Zaman, günümüz insanı için en önemli değerlerden biri olmuş, hızlı yaşam şartları altında gün içindeki koşturmalardan sıyırılıp, insanların kendilerine zaman ayırması gittikçe güçleşmeye başlamıştır (Parkins ve Craig, 2004: 365). Bununla birlikte, hayatlar hızlandıkça boş zamanın değeri de anlaşılır hale gelmiştir (Knox, 2005: 5). Öyle ki, insanın mutlu olmasının maddi karşılığının olmadığı, fakat zamansızlıktan birbirilerine vakit ayıramayanların bu eksikliği telafi etmek için pahalı hediyelere yöneldikleri, böylece tüketim hızının daha da arttığı gerçeği ortaya çıkmıştır. Buna karşılık tüketimden alınan hazzın sürdürülebilirliğini azaltmaya çalışan satıcılar, müşterilerin daha az emekle daha çok şeye sahip olmalarını sağlayacak yeni, alternatif ürünler sunmaya çalışmışlardır. Nitekim bu durum beklemeye tahammülü olmayan, hızın mahkûmu toplumları doğurmuştur. Fakat daha fazlanın, daha hızlının daha iyi olduğuna dair inancın karşısında toplumsal ve ekolojik çöküşler baş göstermeye başlamıştır (Bauman, 2016: 83-92).

İnsanların daha fazlasına sahip olma arzusu ile çevreye verdiği zararlar tartışmasız bir gerçek olup günümüzdeki en büyük çevre sorunlarına neden olmaktadır. Örneğin, Mc Donalds zincirleri için özel olarak yetiştirilen patateslerin üretimi sırasında kullanılan kimyasalların Kuzey Pasifik doğasını olumsuz etkilediği sonucuna ulaşılmıştır (Ritzer, 2014: 40).

[Liste]
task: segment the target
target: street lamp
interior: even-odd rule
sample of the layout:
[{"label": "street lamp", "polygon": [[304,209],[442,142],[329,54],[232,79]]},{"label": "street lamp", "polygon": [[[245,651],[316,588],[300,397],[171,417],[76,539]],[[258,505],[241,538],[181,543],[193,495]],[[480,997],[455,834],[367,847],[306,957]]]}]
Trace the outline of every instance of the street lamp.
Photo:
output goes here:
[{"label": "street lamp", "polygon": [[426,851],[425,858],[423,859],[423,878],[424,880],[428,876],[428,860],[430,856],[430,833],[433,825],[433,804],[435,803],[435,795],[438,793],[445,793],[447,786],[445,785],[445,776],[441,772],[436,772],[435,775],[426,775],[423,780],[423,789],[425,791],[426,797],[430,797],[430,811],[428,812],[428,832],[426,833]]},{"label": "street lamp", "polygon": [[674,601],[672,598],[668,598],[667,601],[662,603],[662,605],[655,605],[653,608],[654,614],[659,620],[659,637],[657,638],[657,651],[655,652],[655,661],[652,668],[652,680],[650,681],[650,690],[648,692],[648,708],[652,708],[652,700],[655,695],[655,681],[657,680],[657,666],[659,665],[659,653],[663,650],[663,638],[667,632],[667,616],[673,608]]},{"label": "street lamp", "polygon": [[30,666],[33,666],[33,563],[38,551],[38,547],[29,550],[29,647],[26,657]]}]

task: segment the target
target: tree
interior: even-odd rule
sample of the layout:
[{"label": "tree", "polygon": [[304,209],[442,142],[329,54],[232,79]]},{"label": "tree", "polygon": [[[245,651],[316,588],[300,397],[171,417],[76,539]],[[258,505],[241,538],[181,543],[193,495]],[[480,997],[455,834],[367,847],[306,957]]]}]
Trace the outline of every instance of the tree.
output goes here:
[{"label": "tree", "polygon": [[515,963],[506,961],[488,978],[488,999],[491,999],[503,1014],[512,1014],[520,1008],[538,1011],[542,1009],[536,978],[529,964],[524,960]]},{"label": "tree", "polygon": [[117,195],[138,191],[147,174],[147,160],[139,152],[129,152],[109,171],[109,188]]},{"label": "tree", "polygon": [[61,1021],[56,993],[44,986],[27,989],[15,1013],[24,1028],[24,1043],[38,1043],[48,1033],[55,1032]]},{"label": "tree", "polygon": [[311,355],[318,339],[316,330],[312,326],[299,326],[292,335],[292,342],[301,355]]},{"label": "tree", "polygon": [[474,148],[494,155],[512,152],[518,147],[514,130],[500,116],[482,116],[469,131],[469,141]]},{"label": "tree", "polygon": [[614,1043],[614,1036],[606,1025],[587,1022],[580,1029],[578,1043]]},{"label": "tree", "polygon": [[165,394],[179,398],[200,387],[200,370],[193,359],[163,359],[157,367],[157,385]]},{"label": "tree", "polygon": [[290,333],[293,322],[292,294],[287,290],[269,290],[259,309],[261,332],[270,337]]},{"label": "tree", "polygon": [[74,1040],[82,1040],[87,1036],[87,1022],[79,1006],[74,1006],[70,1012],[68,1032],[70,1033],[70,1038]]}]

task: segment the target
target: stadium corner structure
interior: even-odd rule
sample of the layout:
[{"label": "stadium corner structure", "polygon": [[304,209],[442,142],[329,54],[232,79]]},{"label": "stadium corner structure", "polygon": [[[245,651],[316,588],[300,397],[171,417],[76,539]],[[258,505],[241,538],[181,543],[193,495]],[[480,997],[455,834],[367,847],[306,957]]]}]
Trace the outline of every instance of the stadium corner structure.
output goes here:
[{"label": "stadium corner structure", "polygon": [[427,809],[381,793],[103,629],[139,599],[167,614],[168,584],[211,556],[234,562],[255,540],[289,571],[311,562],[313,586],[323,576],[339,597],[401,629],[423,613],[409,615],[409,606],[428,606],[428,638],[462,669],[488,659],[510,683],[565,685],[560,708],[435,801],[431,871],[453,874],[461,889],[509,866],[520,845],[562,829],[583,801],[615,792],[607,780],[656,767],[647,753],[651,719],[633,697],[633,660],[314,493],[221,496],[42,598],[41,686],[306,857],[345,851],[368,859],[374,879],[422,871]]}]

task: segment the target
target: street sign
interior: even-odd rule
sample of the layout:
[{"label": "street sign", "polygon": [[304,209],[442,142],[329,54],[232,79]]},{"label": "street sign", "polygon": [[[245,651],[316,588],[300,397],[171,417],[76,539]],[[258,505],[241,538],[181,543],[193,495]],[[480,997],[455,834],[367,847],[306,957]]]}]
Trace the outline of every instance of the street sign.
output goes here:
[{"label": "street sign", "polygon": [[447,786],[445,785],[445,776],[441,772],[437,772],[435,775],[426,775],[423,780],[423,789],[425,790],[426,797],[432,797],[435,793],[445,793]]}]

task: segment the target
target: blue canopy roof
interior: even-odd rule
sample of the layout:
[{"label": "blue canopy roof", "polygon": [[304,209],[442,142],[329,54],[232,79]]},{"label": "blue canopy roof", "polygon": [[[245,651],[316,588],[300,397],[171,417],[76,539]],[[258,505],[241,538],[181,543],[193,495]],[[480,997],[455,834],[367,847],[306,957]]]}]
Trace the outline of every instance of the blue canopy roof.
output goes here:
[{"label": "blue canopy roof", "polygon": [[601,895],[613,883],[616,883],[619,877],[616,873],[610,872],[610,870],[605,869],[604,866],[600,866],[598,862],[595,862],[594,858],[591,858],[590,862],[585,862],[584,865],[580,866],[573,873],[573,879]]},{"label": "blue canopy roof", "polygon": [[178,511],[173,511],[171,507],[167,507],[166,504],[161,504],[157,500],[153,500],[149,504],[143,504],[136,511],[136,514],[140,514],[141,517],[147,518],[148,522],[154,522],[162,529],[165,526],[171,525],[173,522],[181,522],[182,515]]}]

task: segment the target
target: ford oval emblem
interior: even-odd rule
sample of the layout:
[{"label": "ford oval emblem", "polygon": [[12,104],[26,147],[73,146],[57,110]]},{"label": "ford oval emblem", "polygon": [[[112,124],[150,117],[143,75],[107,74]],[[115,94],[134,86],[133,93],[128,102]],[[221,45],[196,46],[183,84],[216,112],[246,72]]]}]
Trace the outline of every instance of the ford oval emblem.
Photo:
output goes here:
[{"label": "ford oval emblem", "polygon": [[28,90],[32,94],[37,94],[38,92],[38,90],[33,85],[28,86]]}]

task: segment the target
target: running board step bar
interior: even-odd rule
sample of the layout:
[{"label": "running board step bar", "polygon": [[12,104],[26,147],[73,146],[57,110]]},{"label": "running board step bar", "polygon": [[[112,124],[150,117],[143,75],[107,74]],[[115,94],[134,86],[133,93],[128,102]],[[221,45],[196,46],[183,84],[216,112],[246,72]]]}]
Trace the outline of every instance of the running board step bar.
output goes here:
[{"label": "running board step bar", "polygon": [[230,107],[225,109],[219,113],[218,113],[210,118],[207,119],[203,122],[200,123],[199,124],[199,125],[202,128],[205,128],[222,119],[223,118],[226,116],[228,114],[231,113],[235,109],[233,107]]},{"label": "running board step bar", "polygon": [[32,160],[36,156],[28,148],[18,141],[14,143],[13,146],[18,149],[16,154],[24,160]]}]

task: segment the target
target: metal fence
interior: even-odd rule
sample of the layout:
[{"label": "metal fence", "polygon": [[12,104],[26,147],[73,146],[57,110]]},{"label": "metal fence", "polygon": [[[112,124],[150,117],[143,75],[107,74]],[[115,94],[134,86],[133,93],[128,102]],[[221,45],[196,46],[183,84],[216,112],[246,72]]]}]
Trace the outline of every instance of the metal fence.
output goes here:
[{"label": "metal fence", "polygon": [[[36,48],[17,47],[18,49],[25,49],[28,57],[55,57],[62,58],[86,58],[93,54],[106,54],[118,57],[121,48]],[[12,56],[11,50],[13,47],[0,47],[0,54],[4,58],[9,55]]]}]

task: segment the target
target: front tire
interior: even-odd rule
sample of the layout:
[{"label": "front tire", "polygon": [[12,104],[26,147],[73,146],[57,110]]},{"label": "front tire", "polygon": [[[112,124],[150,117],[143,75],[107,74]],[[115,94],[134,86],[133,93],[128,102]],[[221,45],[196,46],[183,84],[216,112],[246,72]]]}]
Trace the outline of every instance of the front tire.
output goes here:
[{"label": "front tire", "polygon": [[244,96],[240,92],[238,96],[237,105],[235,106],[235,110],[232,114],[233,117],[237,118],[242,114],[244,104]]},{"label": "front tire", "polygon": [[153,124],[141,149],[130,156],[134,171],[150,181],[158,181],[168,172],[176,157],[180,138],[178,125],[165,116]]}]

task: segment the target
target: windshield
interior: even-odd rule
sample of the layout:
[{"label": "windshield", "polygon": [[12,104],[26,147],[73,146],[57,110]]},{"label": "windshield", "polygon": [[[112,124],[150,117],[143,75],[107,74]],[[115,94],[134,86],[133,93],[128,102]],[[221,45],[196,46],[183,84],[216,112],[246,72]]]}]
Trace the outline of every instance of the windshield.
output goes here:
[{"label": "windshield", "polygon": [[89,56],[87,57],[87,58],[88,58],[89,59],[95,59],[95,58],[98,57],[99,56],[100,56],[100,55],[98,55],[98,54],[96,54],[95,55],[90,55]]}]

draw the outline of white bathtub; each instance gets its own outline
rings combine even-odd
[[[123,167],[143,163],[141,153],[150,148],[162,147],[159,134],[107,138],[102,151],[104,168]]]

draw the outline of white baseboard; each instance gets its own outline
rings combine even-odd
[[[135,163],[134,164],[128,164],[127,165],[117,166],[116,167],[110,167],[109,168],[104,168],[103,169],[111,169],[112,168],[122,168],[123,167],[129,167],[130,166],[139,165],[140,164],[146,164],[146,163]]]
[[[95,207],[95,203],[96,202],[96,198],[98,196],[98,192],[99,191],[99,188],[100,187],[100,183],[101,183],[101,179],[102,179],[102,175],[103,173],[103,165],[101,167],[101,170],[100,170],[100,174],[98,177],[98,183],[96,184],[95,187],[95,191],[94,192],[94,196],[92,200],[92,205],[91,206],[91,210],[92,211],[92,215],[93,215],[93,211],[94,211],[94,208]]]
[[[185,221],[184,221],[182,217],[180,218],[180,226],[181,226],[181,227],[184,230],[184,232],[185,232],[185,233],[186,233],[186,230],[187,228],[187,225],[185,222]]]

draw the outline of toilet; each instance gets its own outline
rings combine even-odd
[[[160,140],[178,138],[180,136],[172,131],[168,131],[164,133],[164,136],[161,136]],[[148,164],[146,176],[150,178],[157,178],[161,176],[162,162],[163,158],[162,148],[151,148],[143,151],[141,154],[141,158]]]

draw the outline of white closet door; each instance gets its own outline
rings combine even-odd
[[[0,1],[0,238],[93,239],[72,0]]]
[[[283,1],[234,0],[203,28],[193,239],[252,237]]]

[Yapmanız gerekenler]
**A.** Hız ve tüketim konulu metin şu ifadeleri destekliyor mu: (i) Hayatlar hızlandıkça boş zamanın değeri daha az anlaşılır olmuştur; (ii) satıcılar, müşterilerin daha az emekle daha çok şeye sahip olmasını sağlayacak ürünler sunmaya çalışmıştır; (iii) Mc Donalds zincirleri için yetiştirilen patateslerin üretiminde kullanılan kimyasalların Kuzey Pasifik doğasını olumsuz etkilediği sonucuna varılmıştır? Lütfen her birine evet ya da hayır deyin ve kararı belirleyen sözleri metinden aynen alıntılayın.
**B.** Hız ve tüketim konulu metni son cümlesinden sonra sürdürün.
Liste, metinden ayrı bir malzemedir.

[Çıktılar]
**A.**
(i) Hayır: "hayatlar hızlandıkça boş zamanın değeri de anlaşılır hale gelmiştir"
(ii) Evet: "müşterilerin daha az emekle daha çok şeye sahip olmalarını sağlayacak yeni, alternatif ürünler sunmaya çalışmışlardır"
(iii) Evet: "Kuzey Pasifik doğasını olumsuz etkilediği sonucuna ulaşılmıştır"

**B.**
Üretimin devamı ve daha fazla kâr etme amacı ile doğanın insanlığa sunduğu kaynaklar hiç bitmeyecekmişçesine ve yarınlar düşünülmeden sömürülmektedir. Çevreye verilen bu zararlar hem kaynakların tükenmesine hem de doğal güzelliklerin ve hatta tarihi değerlerin zarar görmesine neden olmaktadır. Bu olumsuz sonuçların giderilmesi, insanlığın çevre ile uyumunun sağlanması ve çevrenin değerinin anlaşılması için farkındalık ve bilinçlendirme çalışmaları gerekmektedir (Gülay ve Önder, 2011: 47; Çevre ve Orman Bakanlığı, 2004: 452; Geray, 1997: 323-324).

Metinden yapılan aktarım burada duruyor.